- _What you should do_: Count the lines in the listing below that contain the string "please", and reply with that number alone.

- _Provided data_:
----
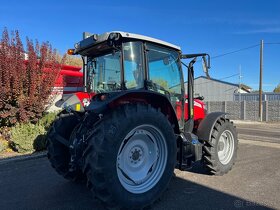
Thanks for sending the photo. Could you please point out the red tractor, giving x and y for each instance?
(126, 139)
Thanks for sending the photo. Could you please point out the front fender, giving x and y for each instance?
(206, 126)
----
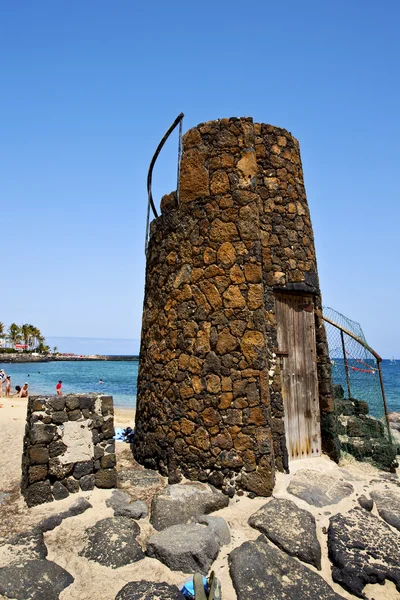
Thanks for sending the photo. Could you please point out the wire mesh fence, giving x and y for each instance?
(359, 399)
----
- _Full response_: 3